Task statement:
Convert the lines of the entries below into a Markdown table with the columns Row and Entry line, putting a row number in the first column and leaving out any blank lines. Begin at the line that contains "the aircraft landing", stop after the line that contains "[1202, 174]", and include only those lines.

-- START Task material --

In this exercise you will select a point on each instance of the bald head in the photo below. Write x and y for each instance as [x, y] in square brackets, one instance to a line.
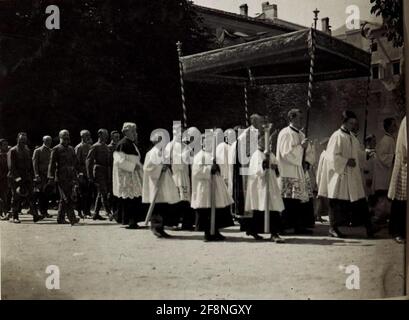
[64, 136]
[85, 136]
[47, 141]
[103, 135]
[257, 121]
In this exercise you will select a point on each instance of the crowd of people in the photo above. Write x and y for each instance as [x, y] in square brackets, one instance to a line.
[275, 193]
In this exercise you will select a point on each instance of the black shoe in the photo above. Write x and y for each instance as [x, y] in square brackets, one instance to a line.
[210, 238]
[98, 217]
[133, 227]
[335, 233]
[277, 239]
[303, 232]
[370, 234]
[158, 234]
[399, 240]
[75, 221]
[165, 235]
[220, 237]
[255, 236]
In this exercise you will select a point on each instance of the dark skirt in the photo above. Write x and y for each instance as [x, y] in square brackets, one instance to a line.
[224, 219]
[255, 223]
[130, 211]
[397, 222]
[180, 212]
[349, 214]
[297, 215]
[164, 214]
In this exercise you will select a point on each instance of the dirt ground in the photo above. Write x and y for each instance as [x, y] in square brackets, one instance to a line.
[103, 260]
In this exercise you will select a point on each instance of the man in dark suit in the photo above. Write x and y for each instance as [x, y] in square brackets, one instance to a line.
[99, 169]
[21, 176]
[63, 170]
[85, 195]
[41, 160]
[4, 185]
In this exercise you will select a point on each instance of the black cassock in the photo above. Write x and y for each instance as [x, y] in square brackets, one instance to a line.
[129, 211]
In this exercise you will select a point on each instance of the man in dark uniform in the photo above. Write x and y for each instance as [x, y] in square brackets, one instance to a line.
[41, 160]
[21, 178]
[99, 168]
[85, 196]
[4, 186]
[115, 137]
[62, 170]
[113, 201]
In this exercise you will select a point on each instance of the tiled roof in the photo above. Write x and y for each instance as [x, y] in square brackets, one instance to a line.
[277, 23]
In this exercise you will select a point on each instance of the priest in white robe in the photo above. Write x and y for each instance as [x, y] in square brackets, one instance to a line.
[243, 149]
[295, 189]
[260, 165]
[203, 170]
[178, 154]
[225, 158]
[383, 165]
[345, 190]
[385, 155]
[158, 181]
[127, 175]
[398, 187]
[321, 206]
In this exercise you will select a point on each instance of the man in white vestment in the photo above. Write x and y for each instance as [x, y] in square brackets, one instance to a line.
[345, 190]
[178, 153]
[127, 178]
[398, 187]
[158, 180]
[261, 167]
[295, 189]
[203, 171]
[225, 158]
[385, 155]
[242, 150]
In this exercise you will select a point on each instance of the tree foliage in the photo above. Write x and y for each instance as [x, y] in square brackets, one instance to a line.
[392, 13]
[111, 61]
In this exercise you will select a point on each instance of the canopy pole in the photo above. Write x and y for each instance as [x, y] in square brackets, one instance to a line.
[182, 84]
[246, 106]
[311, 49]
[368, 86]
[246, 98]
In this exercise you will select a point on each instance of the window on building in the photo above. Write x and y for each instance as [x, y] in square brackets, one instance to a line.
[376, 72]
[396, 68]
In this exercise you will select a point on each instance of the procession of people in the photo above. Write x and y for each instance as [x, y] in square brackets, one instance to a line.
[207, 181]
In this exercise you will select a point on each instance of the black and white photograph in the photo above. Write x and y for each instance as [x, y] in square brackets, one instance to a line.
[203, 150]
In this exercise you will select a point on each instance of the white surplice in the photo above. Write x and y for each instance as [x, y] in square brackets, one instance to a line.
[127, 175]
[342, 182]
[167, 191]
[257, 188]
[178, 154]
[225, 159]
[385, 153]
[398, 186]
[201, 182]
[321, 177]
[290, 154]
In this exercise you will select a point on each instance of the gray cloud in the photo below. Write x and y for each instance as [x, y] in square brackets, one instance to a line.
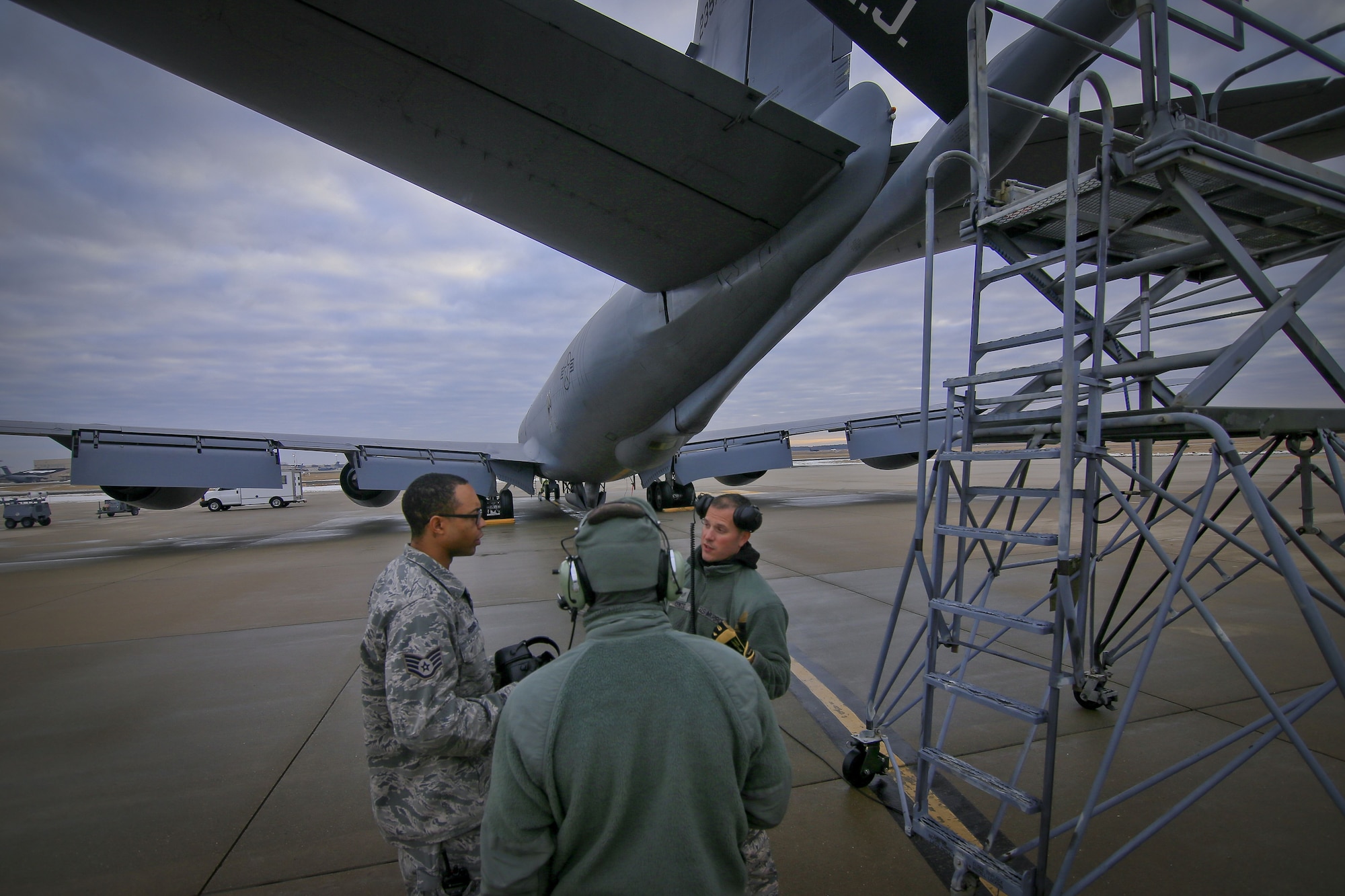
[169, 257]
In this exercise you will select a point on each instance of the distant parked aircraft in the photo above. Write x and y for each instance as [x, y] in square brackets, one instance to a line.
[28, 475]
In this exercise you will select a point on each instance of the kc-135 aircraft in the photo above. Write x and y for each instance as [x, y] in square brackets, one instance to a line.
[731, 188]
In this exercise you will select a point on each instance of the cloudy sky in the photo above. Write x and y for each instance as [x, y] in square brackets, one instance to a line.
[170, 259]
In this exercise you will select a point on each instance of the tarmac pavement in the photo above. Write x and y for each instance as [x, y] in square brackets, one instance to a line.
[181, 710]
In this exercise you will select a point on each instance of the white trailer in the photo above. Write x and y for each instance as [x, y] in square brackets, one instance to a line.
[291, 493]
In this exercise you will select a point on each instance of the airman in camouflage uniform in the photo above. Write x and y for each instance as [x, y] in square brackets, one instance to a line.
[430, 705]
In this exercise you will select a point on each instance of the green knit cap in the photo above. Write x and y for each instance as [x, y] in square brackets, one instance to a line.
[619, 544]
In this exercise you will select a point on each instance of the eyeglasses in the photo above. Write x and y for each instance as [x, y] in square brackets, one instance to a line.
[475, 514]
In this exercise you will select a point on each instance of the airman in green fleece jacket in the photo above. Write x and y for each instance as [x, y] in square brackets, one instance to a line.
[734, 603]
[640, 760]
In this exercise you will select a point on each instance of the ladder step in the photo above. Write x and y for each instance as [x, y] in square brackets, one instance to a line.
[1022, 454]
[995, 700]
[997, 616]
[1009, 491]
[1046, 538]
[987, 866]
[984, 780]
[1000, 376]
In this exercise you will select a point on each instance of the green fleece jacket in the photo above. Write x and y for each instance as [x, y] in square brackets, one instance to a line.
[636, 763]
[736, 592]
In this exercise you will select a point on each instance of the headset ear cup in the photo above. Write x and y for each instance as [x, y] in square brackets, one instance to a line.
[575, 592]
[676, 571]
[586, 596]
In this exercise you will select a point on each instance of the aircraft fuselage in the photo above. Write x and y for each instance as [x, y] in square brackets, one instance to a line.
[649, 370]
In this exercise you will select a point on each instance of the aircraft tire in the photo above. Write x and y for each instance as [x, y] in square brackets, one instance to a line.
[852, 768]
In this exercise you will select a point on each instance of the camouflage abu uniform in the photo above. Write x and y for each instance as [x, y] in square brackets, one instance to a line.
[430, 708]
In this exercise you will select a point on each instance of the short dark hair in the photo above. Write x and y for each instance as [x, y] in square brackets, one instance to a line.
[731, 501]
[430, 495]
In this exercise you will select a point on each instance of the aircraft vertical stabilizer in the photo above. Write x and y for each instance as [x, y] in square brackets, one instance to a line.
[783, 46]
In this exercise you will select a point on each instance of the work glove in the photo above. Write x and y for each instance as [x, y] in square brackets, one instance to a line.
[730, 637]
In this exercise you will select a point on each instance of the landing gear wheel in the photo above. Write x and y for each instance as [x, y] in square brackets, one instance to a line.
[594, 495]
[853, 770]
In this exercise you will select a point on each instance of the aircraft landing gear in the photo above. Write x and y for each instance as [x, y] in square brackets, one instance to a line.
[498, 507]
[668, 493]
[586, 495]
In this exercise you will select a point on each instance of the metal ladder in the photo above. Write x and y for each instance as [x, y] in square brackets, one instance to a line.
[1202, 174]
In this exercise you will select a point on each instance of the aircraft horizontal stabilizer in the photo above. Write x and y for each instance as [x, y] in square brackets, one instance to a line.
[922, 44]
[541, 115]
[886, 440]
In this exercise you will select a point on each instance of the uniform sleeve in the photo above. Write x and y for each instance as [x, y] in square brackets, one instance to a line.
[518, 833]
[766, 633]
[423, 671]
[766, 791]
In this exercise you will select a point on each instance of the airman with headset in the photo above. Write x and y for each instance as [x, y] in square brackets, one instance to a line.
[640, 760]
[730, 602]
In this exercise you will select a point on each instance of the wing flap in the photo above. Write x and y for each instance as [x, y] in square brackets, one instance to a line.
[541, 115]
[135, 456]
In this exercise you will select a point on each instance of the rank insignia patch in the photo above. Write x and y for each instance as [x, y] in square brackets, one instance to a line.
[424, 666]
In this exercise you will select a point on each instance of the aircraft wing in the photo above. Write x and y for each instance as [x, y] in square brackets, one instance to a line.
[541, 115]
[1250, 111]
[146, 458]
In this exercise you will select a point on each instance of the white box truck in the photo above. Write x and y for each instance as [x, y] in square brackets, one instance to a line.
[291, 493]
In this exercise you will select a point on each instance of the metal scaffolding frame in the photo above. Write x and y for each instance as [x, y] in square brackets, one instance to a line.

-- END Task material --

Full solution:
| Row | Entry line |
|---|---|
| 1 | In this exercise you will select a point on each instance of the aircraft landing gear in the photo above. Write x and y for each instance as [x, y] in square brackets, one instance to a line. |
| 2 | [498, 507] |
| 3 | [668, 493] |
| 4 | [586, 495] |
| 5 | In this exercise you will select a point on each instance of the metal ladder in the photo above. Write x and y for each instance as [x, y] in square brackets, one instance to a line. |
| 6 | [1202, 174] |